Switch every "In this picture" in the listing below to "In this image" and change nothing else. Write the lines out again, leaving out the pictures.

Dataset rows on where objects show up
=-=-=-=-=

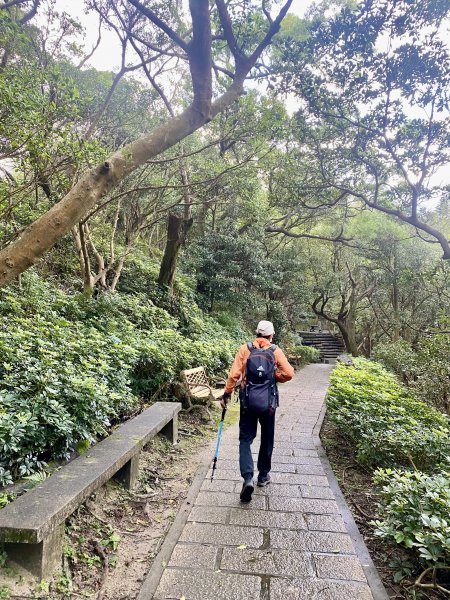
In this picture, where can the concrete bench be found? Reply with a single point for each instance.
(197, 387)
(32, 526)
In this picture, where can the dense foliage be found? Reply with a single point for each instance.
(409, 442)
(415, 510)
(72, 365)
(425, 369)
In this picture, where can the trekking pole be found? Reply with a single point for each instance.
(216, 454)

=-=-=-=-=

§ **RESULT**:
In this image, where can the concrete bench be found? Reply with a single point for each instance.
(197, 387)
(32, 526)
In this image, where can the dense foliage be found? Reply with a single point for each instance.
(409, 442)
(415, 510)
(72, 365)
(425, 369)
In this image, where can the trekking pole be found? Reply with a single point for each instance.
(216, 454)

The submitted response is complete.